» **THE TASKS**:
**1.** In the passage on the Congressional staff union, rewrite the paragraph that begins "The House Administration Committee held a hearing" as a short list, keeping its main facts.
**2.** Write the next part of the passage on the Congressional staff union, starting after its final line.

═════ QUOTED PASSAGE ═════

Other issues with working conditions, including bullying and racism, were publicized by an anonymous Instagram account named Dear White Staffers.

The Congressional Accountability Act of 1995 was supposed to extend labor rights to Congressional staff, but Congress never authorized the regulations that would have implemented legal protections for organizing.

== Formation ==
In the weeks following the January 6 United States Capitol attack, multiple staffers had a call to discuss formally creating a union, with one person participating from a bathroom stall in the Rayburn House Office Building.

In February 2022, Speaker Nancy Pelosi said she supported Congressional staff having the right to organize, which led to CWU organizers going public with their efforts. The CWU began discussing with Representative Andy Levin to introduced a resolution protecting House staffers' right to organize by implementing the regulations from the Congressional Accountability Act, which he did a week later.

The House Administration Committee held a hearing on the resolution in March, the full House passed it 217–202 in May. It went into effect on July 18, 2022; the CWU announced eight House offices had filed petitions for a union the same day.

== US House ==
The following offices voted to form a union:

- Sean Casten (Illinois)
- Chuy García (Illinois)
- Val Hoyle (Oregon)
- Ro Khanna (California)
- Andy Levin (Michigan)
- Ted Lieu (California)

═════ RECORDS SUPPLIED ═════

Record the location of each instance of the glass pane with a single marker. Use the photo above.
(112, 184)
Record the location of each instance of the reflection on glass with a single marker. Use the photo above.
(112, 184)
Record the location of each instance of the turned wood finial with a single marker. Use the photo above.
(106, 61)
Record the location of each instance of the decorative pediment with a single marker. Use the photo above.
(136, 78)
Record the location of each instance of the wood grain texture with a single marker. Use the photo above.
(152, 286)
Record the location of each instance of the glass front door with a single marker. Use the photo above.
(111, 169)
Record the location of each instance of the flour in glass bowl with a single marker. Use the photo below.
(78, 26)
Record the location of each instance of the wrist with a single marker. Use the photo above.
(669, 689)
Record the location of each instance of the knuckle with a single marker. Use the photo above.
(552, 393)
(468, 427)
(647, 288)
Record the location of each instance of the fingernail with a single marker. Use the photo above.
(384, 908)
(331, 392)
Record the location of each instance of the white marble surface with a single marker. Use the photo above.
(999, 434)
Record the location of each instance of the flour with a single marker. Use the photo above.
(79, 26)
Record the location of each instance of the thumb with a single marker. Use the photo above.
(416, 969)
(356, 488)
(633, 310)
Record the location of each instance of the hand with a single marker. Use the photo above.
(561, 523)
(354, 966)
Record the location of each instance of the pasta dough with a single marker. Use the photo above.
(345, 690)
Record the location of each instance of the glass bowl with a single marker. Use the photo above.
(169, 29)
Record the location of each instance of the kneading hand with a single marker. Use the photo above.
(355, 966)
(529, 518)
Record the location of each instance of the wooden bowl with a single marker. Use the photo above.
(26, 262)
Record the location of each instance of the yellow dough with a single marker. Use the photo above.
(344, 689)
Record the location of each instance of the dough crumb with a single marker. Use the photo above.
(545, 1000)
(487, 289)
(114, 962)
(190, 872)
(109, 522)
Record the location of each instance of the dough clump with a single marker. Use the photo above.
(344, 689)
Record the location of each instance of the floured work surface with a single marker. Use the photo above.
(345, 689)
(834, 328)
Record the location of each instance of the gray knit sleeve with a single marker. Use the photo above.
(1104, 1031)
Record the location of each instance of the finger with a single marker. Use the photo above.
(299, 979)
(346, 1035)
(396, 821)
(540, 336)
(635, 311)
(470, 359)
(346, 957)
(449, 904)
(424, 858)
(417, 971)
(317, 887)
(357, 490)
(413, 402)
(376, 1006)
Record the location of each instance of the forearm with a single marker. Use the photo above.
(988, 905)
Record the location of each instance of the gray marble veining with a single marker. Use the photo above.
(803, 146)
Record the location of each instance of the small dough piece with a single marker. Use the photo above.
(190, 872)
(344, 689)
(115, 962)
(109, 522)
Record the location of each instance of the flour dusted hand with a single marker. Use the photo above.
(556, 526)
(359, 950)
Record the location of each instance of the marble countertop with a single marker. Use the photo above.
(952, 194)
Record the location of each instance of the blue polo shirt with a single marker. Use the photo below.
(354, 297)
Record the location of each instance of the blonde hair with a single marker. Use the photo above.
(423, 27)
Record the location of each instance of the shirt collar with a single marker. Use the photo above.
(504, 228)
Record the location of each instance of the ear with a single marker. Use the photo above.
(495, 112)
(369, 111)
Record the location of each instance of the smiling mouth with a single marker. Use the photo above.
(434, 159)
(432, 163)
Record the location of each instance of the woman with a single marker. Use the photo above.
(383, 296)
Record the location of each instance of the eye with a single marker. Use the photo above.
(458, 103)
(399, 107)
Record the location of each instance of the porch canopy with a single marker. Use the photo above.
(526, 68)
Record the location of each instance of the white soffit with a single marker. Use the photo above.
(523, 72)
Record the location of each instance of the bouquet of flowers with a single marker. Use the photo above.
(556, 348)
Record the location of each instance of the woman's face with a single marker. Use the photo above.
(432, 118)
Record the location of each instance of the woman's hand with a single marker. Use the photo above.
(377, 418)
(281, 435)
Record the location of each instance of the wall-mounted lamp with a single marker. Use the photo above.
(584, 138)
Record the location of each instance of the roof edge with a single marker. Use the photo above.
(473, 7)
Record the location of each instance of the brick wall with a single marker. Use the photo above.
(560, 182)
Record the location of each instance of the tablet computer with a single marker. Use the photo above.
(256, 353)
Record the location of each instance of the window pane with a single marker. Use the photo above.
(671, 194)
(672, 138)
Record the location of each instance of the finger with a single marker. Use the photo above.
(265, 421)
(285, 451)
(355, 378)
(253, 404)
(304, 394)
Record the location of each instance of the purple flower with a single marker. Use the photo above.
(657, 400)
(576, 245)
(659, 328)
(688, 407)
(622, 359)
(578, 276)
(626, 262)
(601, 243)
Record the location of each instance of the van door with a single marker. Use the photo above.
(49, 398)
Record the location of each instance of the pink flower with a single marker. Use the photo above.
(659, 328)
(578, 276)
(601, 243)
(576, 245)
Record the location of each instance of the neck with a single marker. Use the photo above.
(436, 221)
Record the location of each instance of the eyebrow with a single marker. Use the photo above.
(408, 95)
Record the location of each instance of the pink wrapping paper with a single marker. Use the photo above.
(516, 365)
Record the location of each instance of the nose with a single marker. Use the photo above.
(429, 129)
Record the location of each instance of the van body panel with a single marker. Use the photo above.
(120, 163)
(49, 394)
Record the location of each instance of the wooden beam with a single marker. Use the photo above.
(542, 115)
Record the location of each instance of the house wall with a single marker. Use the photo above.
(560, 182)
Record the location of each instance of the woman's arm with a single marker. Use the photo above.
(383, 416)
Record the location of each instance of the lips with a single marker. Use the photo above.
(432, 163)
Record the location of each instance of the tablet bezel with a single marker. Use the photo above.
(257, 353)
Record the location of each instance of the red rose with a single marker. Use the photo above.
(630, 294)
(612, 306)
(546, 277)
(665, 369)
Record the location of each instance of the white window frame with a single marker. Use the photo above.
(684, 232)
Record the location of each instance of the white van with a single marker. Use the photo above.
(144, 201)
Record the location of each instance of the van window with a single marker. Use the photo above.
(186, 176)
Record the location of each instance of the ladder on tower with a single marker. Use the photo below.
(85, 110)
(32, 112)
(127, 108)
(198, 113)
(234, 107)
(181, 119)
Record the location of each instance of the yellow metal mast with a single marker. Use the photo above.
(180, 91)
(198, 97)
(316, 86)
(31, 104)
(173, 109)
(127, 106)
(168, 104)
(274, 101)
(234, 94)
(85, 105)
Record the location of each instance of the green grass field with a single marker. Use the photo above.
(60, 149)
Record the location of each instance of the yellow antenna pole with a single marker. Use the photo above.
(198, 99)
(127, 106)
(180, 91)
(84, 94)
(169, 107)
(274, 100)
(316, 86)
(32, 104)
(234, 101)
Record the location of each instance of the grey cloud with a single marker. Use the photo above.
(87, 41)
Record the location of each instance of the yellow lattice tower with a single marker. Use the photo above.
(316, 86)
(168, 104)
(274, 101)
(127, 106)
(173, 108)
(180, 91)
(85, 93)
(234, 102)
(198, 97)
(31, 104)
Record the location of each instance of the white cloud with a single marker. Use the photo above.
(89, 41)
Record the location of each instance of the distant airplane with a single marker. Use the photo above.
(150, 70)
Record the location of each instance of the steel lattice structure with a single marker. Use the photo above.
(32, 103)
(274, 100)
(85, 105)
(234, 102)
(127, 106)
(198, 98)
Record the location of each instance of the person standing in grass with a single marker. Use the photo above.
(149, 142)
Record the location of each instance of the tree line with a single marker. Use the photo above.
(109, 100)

═════

» **ANSWERS BY TASK**:
**1.**
- March: the House Administration Committee held a hearing on the resolution.
- May: the full House passed it 217–202.
- July 18, 2022: the resolution went into effect.
- That same day, the CWU announced that eight House offices had filed petitions for a union.

**2.**
- Alexandria Ocasio-Cortez (New York)
- Mark Pocan (Wisconsin)
- Ilhan Omar (Minnesota)
- Melanie Stansbury (New Mexico)
- Mark Takano (California)
- Dina Titus (Nevada)

Former offices:
- Cori Bush (Missouri)

All thirteen house offices who have voted to form a Union are offices of representatives of the Democratic Party.

The staff on the Committee on Education and the Workforce also filed a petition to unionize. Levin's staff was the first to organize and negotiate a contract in October 2022, but it was only in effect for two months since he lost his re-election bid.

== US Senate ==
The resolution passed in the House does not protect Senate staffers from retaliation for organizing, so the CWU sent a letter to Senate leaders in February 2023, asking them to pass the same regulations from the Congressional Accountability Act. Senator Sherrod Brown introduced such a resolution in June.

In March 2023, Senator Ed Markey voluntarily recognized a union formed by his staff.